Text below:

This is my first EMDR treatment, something my new psychiatrist told me I should try. The therapist wasn’t so sure I was ready for the treatment after our first few sessions together, but after spewing my guts about being sexually abused as a child (which came after all of the complications with my parents’ addictions and mine, my abusive relationships, my abortion, my suicidal tendencies, etc.), she said it seemed like we were in a spot to try.
She’s set everything up right away, barely leaving time for us to do our therapy-patient speak.
“How have things been since last week?”
“Have you spoken with your brother about your parents?”
“How are things at work?”
I can feel the sweat already bleeding through the back of my layers I wore to stop the sweat from going into her chair that her other patients will absolutely be sitting in five minutes after I get up and walk out the door.
The light is in front of me, a boomerang with a red dot in the middle. I ask her what it will be like, how I will know if I’m doing it right. She gently explains to me every person’s process is different with EMDR, so there is no real “normal,” which frightens me even more.
I think I may do it wrong.
Doing it wrong is a feeling that has stuck with me since I was 4 years old, when my mother told me what I was doing to my sister’s body and the neighbor girls' bodies was wrong. I was allowed to explore my sexuality, but I was doing it wrong.
But the childhood abuse isn’t even why I’m doing EMDR; what brought me here was my PTSD from my **** and my abortion and my abusive relationships and my substance use disorder and my self-harm and my anxiety and my oversharing and my self-hatred, not the childhood abuse.

Now

I am writing this to inspire other women and girls who have been in similar situations that I found myself in throughout my life. I would like to say that I am stronger now because of the things that I talk about in this book, but what one wishes to say and what one has to say are different things.

End of Text.
Given data below:

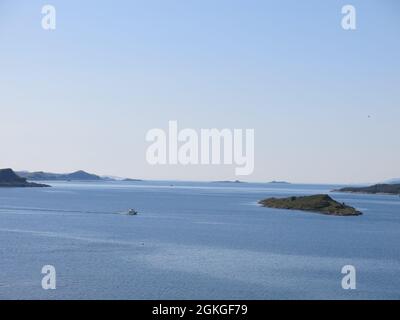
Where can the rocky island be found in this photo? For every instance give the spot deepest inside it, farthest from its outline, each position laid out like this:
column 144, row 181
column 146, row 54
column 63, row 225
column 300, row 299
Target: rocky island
column 375, row 189
column 320, row 203
column 9, row 179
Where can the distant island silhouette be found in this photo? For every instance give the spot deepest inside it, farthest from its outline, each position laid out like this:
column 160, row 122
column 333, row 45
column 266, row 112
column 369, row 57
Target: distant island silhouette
column 9, row 179
column 320, row 203
column 374, row 189
column 74, row 176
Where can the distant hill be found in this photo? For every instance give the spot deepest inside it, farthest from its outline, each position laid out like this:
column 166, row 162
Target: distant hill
column 279, row 182
column 47, row 176
column 321, row 203
column 377, row 188
column 8, row 178
column 229, row 181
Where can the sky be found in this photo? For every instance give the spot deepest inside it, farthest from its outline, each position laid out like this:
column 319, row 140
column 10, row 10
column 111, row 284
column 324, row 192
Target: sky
column 324, row 102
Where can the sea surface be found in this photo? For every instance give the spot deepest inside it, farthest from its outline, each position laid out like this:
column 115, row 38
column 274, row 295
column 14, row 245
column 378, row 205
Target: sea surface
column 193, row 240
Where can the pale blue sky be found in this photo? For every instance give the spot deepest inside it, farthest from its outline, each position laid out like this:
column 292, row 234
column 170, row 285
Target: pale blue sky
column 84, row 96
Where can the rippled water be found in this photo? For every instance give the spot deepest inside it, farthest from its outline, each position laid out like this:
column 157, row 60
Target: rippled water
column 193, row 241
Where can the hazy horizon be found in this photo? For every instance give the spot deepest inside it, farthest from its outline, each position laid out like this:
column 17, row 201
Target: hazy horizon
column 324, row 102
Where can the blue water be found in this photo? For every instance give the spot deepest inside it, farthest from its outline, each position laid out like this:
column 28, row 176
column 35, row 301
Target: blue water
column 193, row 241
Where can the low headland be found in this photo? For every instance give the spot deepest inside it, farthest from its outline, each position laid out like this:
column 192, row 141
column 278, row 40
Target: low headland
column 375, row 189
column 9, row 179
column 320, row 203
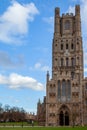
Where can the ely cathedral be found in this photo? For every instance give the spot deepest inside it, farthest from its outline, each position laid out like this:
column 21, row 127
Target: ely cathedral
column 65, row 103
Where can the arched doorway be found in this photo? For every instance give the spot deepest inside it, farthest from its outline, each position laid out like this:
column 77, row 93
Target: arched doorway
column 64, row 116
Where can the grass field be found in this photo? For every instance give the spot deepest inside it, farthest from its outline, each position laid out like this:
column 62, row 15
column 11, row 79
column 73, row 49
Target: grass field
column 43, row 128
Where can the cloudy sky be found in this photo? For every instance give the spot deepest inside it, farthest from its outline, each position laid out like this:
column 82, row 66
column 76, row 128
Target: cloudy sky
column 26, row 33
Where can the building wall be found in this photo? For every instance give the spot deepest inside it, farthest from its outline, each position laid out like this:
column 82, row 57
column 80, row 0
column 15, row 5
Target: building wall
column 66, row 100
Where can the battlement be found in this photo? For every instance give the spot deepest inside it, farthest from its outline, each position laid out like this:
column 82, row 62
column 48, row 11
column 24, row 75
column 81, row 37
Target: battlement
column 67, row 15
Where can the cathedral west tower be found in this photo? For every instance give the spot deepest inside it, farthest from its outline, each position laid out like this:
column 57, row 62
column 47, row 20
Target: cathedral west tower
column 65, row 92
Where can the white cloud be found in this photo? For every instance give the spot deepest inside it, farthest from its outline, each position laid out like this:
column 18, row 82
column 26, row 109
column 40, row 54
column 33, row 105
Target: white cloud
column 38, row 66
column 16, row 81
column 49, row 20
column 15, row 21
column 7, row 61
column 71, row 10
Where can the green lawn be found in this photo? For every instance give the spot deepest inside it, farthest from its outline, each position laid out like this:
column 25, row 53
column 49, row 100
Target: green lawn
column 44, row 128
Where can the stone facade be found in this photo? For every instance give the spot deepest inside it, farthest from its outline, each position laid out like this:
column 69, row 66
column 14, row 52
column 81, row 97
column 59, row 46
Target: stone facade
column 66, row 92
column 41, row 112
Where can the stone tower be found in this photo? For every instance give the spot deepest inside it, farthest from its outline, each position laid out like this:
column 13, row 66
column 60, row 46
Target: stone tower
column 65, row 91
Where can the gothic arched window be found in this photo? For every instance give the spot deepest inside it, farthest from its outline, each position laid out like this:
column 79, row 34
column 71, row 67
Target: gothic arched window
column 66, row 46
column 67, row 62
column 61, row 46
column 67, row 25
column 72, row 61
column 59, row 89
column 63, row 88
column 72, row 46
column 68, row 89
column 62, row 62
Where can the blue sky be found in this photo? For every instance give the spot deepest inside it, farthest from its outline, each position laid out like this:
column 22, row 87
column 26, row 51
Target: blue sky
column 26, row 33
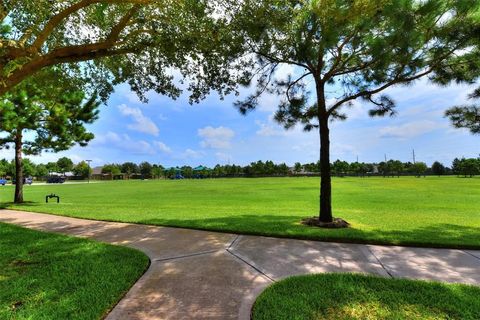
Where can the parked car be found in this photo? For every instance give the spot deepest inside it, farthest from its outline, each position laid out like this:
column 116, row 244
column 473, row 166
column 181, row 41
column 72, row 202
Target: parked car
column 55, row 179
column 26, row 180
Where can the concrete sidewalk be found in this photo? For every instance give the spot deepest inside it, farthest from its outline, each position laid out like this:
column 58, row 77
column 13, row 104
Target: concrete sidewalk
column 209, row 275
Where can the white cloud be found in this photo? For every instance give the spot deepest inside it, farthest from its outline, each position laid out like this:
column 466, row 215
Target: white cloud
column 141, row 123
column 123, row 142
column 269, row 130
column 162, row 147
column 223, row 156
column 192, row 154
column 216, row 138
column 409, row 130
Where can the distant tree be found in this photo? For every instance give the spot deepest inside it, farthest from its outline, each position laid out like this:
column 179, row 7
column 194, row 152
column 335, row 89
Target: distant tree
column 395, row 166
column 41, row 115
column 29, row 168
column 269, row 168
column 4, row 167
column 384, row 168
column 64, row 164
column 356, row 49
column 438, row 168
column 187, row 172
column 157, row 171
column 283, row 169
column 457, row 166
column 297, row 167
column 82, row 169
column 470, row 167
column 41, row 171
column 112, row 169
column 419, row 168
column 340, row 168
column 145, row 169
column 129, row 168
column 52, row 167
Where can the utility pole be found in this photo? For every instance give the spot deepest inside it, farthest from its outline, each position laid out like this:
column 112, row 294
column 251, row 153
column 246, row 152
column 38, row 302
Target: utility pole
column 88, row 161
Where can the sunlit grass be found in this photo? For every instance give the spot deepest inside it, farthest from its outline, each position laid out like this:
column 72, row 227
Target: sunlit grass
column 432, row 211
column 51, row 276
column 351, row 296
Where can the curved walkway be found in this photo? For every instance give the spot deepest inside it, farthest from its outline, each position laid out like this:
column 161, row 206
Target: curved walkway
column 209, row 275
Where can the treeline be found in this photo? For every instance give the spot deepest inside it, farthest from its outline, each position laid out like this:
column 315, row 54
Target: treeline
column 462, row 167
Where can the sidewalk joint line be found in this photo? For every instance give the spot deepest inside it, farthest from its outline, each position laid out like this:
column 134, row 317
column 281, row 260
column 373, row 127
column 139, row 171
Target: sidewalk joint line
column 185, row 256
column 471, row 254
column 380, row 262
column 251, row 265
column 233, row 242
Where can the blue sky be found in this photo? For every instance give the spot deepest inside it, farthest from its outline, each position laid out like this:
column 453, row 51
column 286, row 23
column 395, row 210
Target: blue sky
column 172, row 133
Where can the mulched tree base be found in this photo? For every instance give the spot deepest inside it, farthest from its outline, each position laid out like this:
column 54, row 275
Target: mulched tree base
column 337, row 223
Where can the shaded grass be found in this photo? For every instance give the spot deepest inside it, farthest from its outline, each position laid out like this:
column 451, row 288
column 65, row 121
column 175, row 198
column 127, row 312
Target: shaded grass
column 355, row 296
column 51, row 276
column 432, row 211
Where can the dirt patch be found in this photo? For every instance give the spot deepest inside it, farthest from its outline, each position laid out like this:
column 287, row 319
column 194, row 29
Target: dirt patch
column 337, row 223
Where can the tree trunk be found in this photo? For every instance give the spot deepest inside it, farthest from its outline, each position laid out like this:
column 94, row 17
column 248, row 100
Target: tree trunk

End of Given data.

→ **Task to carry out**
Can you copy the part of the EMDR account that opens with the words containing "I think I may" and closes with "the childhood abuse."?

→ **Answer to this task**
I think I may do it wrong.
Doing it wrong is a feeling that has stuck with me since I was 4 years old, when my mother told me what I was doing to my sister’s body and the neighbor girls' bodies was wrong. I was allowed to explore my sexuality, but I was doing it wrong.
But the childhood abuse isn’t even why I’m doing EMDR; what brought me here was my PTSD from my **** and my abortion and my abusive relationships and my substance use disorder and my self-harm and my anxiety and my oversharing and my self-hatred, not the childhood abuse.